Saved entries
·····

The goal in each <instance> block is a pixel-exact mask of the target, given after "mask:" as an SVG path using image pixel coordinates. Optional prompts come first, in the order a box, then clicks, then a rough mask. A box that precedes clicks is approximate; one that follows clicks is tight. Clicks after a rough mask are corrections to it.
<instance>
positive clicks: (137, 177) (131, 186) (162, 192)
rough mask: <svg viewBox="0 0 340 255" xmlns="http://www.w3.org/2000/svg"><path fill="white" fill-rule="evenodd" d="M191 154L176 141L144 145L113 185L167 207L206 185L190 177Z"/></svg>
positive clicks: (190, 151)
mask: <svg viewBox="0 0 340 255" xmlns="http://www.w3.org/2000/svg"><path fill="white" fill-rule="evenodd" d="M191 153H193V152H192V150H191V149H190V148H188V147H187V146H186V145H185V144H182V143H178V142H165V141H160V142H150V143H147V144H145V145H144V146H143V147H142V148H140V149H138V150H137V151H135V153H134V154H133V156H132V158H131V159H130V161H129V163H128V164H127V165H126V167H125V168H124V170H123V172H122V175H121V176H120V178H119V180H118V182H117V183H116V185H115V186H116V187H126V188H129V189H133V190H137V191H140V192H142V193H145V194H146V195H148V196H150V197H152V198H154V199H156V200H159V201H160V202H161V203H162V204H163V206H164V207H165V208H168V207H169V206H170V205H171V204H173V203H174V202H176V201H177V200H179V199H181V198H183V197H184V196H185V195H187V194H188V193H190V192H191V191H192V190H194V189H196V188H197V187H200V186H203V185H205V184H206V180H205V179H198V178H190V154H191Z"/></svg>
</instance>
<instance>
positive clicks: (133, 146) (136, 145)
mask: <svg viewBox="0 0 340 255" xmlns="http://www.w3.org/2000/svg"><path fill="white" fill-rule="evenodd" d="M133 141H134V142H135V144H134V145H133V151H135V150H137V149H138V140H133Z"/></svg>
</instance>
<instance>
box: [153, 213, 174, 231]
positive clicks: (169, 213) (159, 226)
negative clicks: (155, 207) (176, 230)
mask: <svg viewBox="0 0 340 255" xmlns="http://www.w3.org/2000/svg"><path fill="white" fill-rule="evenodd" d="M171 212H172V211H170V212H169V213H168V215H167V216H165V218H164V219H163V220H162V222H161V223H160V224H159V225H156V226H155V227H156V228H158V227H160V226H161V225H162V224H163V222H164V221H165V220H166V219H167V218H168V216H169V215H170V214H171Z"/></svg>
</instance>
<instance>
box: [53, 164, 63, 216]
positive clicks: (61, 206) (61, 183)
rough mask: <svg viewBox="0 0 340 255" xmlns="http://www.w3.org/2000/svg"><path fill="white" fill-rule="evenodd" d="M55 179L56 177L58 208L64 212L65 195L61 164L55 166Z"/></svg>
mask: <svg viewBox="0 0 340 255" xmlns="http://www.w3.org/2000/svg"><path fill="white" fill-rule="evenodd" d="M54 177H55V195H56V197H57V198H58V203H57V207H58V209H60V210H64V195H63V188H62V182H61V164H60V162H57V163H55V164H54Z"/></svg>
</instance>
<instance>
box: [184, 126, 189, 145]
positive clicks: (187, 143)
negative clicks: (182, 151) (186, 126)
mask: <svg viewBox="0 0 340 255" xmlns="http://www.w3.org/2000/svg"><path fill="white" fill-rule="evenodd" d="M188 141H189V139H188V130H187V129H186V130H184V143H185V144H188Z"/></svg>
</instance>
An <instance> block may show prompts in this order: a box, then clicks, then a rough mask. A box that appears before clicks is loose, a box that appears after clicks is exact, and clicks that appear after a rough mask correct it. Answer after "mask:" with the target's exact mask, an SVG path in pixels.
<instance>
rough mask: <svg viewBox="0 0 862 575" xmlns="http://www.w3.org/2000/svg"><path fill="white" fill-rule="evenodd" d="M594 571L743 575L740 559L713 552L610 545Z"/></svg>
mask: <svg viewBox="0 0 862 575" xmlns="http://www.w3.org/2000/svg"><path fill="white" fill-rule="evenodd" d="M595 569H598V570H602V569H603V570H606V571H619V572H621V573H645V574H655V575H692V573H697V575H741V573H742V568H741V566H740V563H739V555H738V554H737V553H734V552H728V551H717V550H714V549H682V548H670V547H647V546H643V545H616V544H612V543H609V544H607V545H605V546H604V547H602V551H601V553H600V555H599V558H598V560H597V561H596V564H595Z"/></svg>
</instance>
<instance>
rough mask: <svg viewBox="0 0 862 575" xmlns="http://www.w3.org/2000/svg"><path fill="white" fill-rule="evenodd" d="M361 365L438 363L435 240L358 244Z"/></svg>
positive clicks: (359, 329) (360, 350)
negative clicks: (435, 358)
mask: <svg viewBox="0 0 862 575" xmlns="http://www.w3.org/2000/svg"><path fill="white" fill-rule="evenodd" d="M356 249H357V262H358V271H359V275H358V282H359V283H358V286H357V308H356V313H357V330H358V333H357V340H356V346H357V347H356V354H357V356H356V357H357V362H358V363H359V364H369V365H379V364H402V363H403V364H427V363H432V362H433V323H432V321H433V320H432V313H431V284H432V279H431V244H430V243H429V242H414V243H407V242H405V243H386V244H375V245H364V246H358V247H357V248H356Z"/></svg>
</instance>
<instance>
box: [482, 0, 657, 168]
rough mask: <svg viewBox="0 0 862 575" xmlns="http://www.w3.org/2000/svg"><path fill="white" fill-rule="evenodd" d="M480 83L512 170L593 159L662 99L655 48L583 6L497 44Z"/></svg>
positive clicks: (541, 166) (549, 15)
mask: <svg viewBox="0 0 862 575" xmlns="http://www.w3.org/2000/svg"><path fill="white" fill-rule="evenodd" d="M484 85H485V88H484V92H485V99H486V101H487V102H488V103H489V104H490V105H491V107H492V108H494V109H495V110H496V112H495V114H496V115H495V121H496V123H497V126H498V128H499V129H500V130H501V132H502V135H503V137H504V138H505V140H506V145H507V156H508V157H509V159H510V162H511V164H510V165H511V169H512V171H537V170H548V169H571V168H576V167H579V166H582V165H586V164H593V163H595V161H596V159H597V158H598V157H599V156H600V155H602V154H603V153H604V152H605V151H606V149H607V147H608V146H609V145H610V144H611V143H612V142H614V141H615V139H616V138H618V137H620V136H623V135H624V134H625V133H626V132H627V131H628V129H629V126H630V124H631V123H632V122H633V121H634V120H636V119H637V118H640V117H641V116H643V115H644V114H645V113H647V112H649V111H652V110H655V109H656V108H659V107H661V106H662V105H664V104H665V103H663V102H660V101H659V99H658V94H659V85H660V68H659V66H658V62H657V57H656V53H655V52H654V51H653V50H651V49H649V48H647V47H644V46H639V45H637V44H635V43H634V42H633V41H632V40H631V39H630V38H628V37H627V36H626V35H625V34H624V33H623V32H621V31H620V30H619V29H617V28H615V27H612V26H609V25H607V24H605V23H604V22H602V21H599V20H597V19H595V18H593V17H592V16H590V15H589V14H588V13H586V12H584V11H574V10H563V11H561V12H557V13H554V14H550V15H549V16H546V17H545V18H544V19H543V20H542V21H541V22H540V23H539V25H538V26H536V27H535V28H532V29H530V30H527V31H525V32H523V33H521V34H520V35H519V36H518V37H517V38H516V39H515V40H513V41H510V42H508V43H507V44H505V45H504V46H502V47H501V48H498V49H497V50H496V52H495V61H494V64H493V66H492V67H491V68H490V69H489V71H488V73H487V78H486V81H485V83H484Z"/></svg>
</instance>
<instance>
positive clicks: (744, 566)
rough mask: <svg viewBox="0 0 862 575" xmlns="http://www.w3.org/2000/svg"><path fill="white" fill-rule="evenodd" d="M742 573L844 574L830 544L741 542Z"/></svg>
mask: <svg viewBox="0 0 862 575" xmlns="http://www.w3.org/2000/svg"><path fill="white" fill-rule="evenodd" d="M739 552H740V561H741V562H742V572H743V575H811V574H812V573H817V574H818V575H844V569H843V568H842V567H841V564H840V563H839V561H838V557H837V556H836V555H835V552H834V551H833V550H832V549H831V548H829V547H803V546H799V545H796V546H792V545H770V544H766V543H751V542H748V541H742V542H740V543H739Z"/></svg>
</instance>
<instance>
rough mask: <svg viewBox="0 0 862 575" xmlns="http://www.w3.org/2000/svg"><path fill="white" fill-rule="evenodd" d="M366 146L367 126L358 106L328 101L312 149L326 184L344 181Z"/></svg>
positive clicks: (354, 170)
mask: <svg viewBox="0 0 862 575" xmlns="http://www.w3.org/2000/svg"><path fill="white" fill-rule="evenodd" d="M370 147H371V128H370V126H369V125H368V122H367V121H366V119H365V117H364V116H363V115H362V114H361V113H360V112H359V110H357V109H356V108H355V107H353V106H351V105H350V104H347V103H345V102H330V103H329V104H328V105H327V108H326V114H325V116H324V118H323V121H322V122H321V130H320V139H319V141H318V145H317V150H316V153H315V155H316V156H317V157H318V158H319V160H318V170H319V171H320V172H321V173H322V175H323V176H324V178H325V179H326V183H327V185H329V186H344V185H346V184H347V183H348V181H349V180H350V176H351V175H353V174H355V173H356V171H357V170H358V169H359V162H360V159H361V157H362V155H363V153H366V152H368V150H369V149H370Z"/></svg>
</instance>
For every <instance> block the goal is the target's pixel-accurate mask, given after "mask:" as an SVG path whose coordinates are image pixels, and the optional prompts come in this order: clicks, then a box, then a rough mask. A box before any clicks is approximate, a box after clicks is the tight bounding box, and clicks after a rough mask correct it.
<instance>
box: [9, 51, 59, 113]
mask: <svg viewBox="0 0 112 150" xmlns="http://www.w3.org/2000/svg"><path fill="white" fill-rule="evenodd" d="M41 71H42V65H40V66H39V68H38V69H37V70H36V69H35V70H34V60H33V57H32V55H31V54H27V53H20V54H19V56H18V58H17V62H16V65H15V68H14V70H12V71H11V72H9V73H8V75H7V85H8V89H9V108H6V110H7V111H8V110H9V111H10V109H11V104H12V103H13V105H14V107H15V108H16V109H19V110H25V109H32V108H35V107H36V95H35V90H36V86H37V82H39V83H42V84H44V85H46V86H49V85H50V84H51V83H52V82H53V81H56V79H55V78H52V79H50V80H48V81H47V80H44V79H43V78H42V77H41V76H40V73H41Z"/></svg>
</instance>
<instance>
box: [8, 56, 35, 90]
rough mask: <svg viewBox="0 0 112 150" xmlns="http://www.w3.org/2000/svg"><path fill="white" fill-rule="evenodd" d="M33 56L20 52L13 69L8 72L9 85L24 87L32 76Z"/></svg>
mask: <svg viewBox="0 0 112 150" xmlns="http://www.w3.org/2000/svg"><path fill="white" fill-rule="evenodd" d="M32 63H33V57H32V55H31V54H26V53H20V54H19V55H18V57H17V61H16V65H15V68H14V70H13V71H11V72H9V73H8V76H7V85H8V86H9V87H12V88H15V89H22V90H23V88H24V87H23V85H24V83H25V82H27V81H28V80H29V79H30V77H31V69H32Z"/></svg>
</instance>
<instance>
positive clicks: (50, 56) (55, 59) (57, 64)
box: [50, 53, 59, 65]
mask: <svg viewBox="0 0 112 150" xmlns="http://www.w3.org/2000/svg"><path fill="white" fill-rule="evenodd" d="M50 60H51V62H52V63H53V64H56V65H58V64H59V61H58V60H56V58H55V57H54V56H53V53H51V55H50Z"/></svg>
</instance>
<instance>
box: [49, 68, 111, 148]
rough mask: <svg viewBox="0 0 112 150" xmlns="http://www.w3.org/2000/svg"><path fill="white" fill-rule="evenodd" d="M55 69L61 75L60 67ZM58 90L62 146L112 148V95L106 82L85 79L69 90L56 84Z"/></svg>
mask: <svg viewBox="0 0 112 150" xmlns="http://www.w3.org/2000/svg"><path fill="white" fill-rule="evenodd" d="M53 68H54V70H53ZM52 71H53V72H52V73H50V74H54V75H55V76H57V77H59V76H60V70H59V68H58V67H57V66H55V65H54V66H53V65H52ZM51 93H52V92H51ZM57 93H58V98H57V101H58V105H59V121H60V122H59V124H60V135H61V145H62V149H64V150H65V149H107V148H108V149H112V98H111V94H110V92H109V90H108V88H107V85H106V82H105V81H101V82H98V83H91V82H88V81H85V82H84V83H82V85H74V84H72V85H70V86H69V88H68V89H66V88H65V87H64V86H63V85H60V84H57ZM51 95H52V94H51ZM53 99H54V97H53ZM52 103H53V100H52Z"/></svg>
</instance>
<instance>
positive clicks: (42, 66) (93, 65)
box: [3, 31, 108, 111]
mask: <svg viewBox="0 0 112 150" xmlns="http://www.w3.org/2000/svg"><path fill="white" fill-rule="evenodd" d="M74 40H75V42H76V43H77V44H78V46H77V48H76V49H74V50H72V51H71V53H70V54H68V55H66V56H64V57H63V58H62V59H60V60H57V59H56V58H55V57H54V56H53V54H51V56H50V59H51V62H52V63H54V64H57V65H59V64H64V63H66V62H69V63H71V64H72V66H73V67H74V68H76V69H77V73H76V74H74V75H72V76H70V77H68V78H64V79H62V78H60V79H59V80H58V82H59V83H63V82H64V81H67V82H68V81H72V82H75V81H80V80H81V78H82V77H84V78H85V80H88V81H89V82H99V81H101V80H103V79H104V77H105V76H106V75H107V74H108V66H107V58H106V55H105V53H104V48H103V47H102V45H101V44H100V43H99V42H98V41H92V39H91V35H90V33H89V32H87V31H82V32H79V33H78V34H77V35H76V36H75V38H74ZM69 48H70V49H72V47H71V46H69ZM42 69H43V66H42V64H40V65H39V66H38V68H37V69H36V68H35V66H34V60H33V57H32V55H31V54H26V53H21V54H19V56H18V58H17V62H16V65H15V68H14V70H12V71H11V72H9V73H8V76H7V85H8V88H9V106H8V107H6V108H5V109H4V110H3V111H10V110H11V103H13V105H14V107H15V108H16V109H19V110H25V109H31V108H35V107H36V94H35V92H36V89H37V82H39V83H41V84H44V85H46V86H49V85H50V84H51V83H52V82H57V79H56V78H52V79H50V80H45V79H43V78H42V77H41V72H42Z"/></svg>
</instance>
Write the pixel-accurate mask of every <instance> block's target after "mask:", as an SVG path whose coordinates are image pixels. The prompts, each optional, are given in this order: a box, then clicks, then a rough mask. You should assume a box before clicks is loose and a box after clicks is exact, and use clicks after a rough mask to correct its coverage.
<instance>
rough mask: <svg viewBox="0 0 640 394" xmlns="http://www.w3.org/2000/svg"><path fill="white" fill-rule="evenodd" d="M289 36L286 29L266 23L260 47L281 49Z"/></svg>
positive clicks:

·····

**Work to be completed**
Above are the records. Copy the lines beginning at the one that has "positive clicks: (61, 206) (61, 183)" and ending with the one that has "positive clicks: (187, 143)", unchanged.

**Solution below**
positive clicks: (61, 206) (61, 183)
rough mask: <svg viewBox="0 0 340 255" xmlns="http://www.w3.org/2000/svg"><path fill="white" fill-rule="evenodd" d="M55 179L56 177L58 208L64 212L65 195L61 164L55 166Z"/></svg>
mask: <svg viewBox="0 0 340 255" xmlns="http://www.w3.org/2000/svg"><path fill="white" fill-rule="evenodd" d="M54 177H55V195H56V197H57V198H58V203H57V207H58V209H60V210H64V195H63V188H62V182H61V164H60V162H57V163H55V164H54Z"/></svg>
</instance>
<instance>
box: [184, 126, 189, 145]
positive clicks: (187, 143)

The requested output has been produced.